╭─ TASK MATERIAL

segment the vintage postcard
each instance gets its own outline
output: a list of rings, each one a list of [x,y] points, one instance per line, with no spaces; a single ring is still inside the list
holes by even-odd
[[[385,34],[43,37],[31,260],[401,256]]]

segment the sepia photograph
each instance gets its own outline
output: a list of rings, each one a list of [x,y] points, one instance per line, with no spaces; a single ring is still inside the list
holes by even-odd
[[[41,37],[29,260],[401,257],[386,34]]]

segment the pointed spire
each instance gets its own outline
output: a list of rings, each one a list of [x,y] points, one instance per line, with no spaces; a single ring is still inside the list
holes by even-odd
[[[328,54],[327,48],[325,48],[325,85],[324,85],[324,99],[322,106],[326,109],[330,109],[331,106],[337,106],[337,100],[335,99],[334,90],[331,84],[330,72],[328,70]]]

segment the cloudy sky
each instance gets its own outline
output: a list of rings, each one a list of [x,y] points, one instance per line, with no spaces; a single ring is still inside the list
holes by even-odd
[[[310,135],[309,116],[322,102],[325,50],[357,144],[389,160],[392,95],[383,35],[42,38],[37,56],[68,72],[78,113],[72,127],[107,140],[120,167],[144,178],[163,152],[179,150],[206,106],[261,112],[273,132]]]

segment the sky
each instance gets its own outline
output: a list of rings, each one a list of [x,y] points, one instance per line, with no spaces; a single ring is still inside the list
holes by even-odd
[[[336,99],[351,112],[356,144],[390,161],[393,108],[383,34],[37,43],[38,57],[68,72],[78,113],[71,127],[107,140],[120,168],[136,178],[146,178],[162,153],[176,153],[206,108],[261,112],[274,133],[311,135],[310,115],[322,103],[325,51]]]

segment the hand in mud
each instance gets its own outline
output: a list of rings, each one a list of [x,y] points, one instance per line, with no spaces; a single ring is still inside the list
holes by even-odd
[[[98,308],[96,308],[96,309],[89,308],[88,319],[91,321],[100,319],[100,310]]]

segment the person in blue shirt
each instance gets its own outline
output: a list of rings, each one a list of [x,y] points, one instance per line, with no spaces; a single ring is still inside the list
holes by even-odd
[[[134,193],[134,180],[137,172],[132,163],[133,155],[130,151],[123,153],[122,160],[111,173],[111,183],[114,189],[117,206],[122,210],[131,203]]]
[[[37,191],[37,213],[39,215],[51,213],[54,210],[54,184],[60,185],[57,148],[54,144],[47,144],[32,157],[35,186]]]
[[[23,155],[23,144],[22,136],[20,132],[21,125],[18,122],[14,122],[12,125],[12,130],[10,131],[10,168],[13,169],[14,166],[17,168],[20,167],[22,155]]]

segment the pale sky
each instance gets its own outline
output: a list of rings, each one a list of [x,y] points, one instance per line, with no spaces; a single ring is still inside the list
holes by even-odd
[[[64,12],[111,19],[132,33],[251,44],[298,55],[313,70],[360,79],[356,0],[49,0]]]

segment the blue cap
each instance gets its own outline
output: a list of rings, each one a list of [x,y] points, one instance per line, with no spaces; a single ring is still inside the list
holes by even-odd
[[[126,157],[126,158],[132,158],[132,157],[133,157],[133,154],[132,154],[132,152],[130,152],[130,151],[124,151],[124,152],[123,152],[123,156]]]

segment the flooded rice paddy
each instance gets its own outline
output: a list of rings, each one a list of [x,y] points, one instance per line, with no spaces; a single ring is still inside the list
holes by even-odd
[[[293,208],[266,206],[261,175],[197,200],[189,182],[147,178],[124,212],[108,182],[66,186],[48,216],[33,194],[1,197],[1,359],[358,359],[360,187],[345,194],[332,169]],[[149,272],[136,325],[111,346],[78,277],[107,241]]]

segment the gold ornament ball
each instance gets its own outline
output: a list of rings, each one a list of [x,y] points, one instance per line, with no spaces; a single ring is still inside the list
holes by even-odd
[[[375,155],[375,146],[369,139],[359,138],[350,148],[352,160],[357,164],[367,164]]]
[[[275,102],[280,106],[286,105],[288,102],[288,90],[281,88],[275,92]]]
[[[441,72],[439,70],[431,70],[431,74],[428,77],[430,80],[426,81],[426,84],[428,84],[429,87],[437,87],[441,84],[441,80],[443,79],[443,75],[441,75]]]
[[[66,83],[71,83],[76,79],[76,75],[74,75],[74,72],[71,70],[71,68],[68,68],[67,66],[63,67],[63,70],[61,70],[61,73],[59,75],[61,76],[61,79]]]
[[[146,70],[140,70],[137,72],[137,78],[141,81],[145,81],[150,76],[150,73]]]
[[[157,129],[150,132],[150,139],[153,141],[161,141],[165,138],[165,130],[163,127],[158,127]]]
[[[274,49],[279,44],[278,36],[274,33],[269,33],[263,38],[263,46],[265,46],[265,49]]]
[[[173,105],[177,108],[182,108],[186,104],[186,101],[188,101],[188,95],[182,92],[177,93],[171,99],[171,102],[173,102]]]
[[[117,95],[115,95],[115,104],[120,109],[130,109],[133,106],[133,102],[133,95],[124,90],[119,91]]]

╰─

» **WORK TO BE COMPLETED**
Give back every entry, word for word.

» **ANSWER BOX**
segment the vintage postcard
each instance gets its own outline
output: a list of rings, each one a list of [x,y] points, one instance per line, with no spaces; a single ring is still inside the list
holes by even-odd
[[[385,34],[43,37],[31,260],[401,256]]]

segment the sepia photograph
each instance gets its own outline
output: a list of rings, each one a list of [x,y] points, one instance per line, with no spaces; a single ring is still inside the list
holes by even-odd
[[[41,37],[29,260],[401,257],[386,34]]]

segment the pointed spire
each instance gets its own outline
output: a list of rings, each one a list of [x,y] points, one instance per line, with no spaces; a single ring is still inside the list
holes by even-odd
[[[328,54],[327,48],[325,48],[325,85],[324,85],[324,99],[322,106],[326,109],[330,109],[331,106],[337,106],[337,100],[335,99],[334,90],[331,84],[330,72],[328,70]]]

segment the cloudy sky
each instance gets its own outline
output: a list of rings, each one a list of [x,y] points, one instance per line, with no spaces; a single ring is still inside the list
holes by even-odd
[[[310,135],[309,116],[322,102],[325,50],[357,144],[389,160],[392,95],[383,35],[42,38],[37,56],[68,72],[78,113],[72,127],[107,140],[120,167],[144,178],[163,152],[179,150],[206,106],[261,112],[273,132]]]

segment the sky
each instance gets its own outline
output: a list of rings, each one a list of [x,y] points, one instance per line, with no spaces; a single ring is still inside the list
holes by even-odd
[[[336,99],[351,112],[356,144],[390,161],[393,108],[383,34],[37,43],[38,57],[68,72],[78,113],[71,127],[107,140],[120,168],[136,178],[146,178],[162,153],[176,153],[206,108],[261,112],[274,133],[311,135],[310,115],[322,103],[325,51]]]

segment the hand in mud
each instance gets its own outline
output: a list of rings, each one a list of [x,y] points, one instance per line, with no spaces; a single ring is still inside the list
holes by even-odd
[[[98,308],[96,308],[96,309],[89,308],[88,319],[91,321],[100,319],[100,310]]]

segment the person in blue shirt
each instance gets its own outline
output: a list of rings, each one a list of [x,y] points, one instance per line, with no spaces; a single ring is still inside the list
holes by even-odd
[[[134,193],[134,180],[137,172],[132,163],[133,155],[130,151],[123,153],[122,160],[111,173],[111,183],[114,189],[117,206],[122,210],[131,203]]]
[[[37,191],[37,213],[39,215],[51,213],[54,210],[54,184],[60,185],[57,148],[54,144],[47,144],[32,157],[35,186]]]
[[[23,155],[23,144],[22,136],[20,132],[21,125],[18,122],[14,122],[12,125],[12,130],[10,131],[10,168],[13,169],[14,166],[17,168],[20,167],[22,155]]]

segment the pale sky
each instance gets its own outline
output: a list of rings, each one a list of [x,y] points, one instance per line, with no spaces; a single ring is still inside the list
holes by even-odd
[[[64,12],[111,19],[132,33],[251,44],[298,55],[313,70],[360,79],[356,0],[49,0]]]

segment the blue cap
each instance gets its own outline
output: a list of rings, each one a list of [x,y] points, one instance per line, with no spaces; a single ring is still inside the list
holes by even-odd
[[[126,157],[126,158],[132,158],[132,157],[133,157],[133,154],[132,154],[132,152],[130,152],[130,151],[124,151],[124,152],[123,152],[123,156]]]

segment the flooded rice paddy
each instance gets its own outline
output: a list of rings, each one a list of [x,y] points, one instance per line, with no spaces; a single ring is still inside the list
holes by even-odd
[[[293,208],[266,206],[261,175],[197,200],[189,182],[147,178],[124,212],[108,182],[66,186],[48,216],[33,194],[1,197],[1,359],[358,359],[360,187],[345,194],[332,169]],[[149,272],[136,325],[111,346],[78,277],[107,241]]]

segment the gold ornament ball
each instance gets its own outline
output: a list of rings, each one a list of [x,y] points, one instance per line, with no spaces; a single ring is still inside the list
holes by even-odd
[[[375,155],[375,146],[369,139],[359,138],[350,148],[352,160],[357,164],[367,164]]]
[[[275,102],[280,106],[286,105],[288,102],[288,90],[281,88],[275,92]]]
[[[441,72],[439,70],[431,70],[431,74],[428,77],[430,80],[426,81],[426,84],[428,84],[429,87],[437,87],[441,84],[441,80],[443,79],[443,75],[441,75]]]
[[[66,83],[71,83],[76,79],[76,75],[74,75],[74,72],[71,70],[71,68],[68,68],[67,66],[63,67],[63,70],[61,70],[61,73],[59,75],[61,76],[61,79]]]
[[[146,70],[140,70],[137,72],[137,78],[141,81],[145,81],[150,76],[150,73]]]
[[[157,129],[150,132],[150,139],[153,141],[161,141],[165,138],[165,130],[163,127],[158,127]]]
[[[274,49],[279,44],[278,36],[274,33],[269,33],[263,38],[263,46],[265,46],[265,49]]]
[[[173,105],[177,108],[182,108],[186,104],[186,101],[188,101],[188,95],[182,92],[177,93],[171,99],[171,102],[173,102]]]
[[[117,95],[115,95],[115,104],[120,109],[130,109],[133,106],[133,102],[133,95],[124,90],[119,91]]]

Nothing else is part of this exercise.